* Problem details *
I'd like the data beneath this line reproduced exactly, without any of its images.

* Provided records *
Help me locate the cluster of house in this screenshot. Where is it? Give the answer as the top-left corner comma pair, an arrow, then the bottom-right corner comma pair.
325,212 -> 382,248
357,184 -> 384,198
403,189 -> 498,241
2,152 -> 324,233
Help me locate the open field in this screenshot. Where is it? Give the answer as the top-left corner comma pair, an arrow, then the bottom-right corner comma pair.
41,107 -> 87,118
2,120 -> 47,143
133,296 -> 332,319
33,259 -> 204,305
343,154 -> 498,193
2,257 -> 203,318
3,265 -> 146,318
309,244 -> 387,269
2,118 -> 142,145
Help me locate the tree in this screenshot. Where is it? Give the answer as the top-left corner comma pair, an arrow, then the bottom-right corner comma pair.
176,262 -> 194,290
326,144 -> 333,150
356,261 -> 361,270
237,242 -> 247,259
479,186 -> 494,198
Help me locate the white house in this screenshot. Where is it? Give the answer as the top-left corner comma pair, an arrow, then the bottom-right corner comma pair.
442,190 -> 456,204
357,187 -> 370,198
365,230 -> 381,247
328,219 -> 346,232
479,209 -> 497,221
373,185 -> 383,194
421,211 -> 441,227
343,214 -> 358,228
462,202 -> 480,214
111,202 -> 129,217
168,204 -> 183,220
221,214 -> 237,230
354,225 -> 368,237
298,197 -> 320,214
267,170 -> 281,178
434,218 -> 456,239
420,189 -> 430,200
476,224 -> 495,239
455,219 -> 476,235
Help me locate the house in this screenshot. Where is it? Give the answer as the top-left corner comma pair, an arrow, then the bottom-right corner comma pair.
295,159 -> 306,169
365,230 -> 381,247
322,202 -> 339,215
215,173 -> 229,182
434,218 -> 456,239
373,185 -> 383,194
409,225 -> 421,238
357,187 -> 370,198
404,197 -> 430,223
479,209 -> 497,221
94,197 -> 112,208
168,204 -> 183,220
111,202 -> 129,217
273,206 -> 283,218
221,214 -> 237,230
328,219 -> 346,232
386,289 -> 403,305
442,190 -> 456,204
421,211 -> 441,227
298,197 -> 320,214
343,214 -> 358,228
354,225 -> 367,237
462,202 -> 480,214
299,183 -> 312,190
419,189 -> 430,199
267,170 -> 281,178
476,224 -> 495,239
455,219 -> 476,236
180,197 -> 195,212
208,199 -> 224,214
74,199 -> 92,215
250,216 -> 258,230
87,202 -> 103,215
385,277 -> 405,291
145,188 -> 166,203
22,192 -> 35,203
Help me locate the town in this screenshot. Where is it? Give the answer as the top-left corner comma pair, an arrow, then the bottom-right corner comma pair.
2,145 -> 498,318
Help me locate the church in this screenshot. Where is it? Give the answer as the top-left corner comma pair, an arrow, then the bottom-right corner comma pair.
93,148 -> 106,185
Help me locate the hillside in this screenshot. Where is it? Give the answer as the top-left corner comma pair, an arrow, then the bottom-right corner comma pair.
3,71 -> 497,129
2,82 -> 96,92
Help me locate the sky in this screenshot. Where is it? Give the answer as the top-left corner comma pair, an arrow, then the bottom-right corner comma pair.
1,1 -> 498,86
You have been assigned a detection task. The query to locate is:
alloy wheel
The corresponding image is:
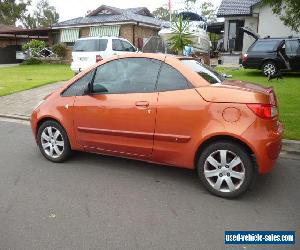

* Task response *
Help me locate the cluster of house in this screenshot. Where is it? Give the answer as the top-left corner comma pair, an arrow, then the bottom-right corner comma pair.
325,212 -> 382,248
357,184 -> 384,198
403,189 -> 498,241
2,152 -> 324,233
Help me locate the open field in this screenshot. Where is it? Give the answer as the top-left corner comma pair, an arrow, then the bottom-right corner comma pair.
41,107 -> 87,118
2,120 -> 47,143
133,296 -> 332,319
33,259 -> 204,305
343,154 -> 498,193
2,257 -> 203,318
3,265 -> 146,318
309,244 -> 387,269
2,118 -> 142,145
Help me locate the tree in this screenshot. Where is it? Give the answer as the top-left corner comma pair, an arrow, then the bottom-right corner comma pair.
176,262 -> 194,290
326,144 -> 333,150
356,261 -> 361,270
237,242 -> 247,259
479,186 -> 494,198
Help me locate the white house in this screenshot. Where is it? Give the answer as the top-left corner comma pair, an arrow, then the bottom-right corner comma pair.
442,190 -> 456,204
357,187 -> 370,198
365,230 -> 381,247
328,219 -> 346,232
479,209 -> 497,221
373,185 -> 383,194
421,211 -> 441,227
343,214 -> 358,228
462,202 -> 480,214
111,202 -> 129,217
168,204 -> 183,220
221,214 -> 237,230
354,225 -> 368,237
298,197 -> 320,214
267,170 -> 281,178
434,218 -> 456,239
420,189 -> 430,200
476,224 -> 495,239
455,219 -> 476,235
Help me locate the house in this screenshot. Where is it? Give the answer as the top-left corner comma pair, an arrow, then the bottom-right corner comma pair.
295,159 -> 306,169
365,230 -> 381,247
322,202 -> 339,215
215,173 -> 229,182
434,218 -> 456,239
373,185 -> 383,194
409,225 -> 421,238
357,187 -> 370,198
404,197 -> 430,223
479,209 -> 497,221
94,197 -> 112,208
168,204 -> 183,220
111,202 -> 129,217
273,206 -> 283,218
221,214 -> 237,230
328,219 -> 346,232
386,289 -> 403,305
442,190 -> 456,204
421,211 -> 441,227
298,197 -> 320,214
343,214 -> 358,228
354,225 -> 367,237
462,202 -> 480,214
299,183 -> 312,190
419,189 -> 430,199
267,170 -> 281,178
476,224 -> 495,239
455,219 -> 476,236
180,197 -> 195,212
208,199 -> 224,214
74,199 -> 92,215
250,216 -> 258,230
87,202 -> 103,215
385,277 -> 405,291
145,188 -> 166,203
22,192 -> 35,203
Help me locate the town in this screenshot. Where is it? Give the answer as the top-left corner comma pair, an arrow, then the bottom-right corner comma pair.
2,145 -> 498,318
Help me locate the church in this screenshot. Where is it? Give the answer as the top-left corner comma pair, an arrow, then the bottom-right corner comma pair.
93,148 -> 106,185
Help me locate the hillside in this screenshot. Where is it? Give the answer as the top-left corner comma pair, an arrow, then the bottom-right corner comma pair.
3,71 -> 497,129
2,82 -> 96,92
Help me locate the sky in this screenshot. Where is it? Give the answer as the top-left corner comma pair, an arrow, then the bottom-right corner comma pair.
1,1 -> 498,86
You have been assigned a detection task. The query to locate is:
alloy wheel
The corresponding image is:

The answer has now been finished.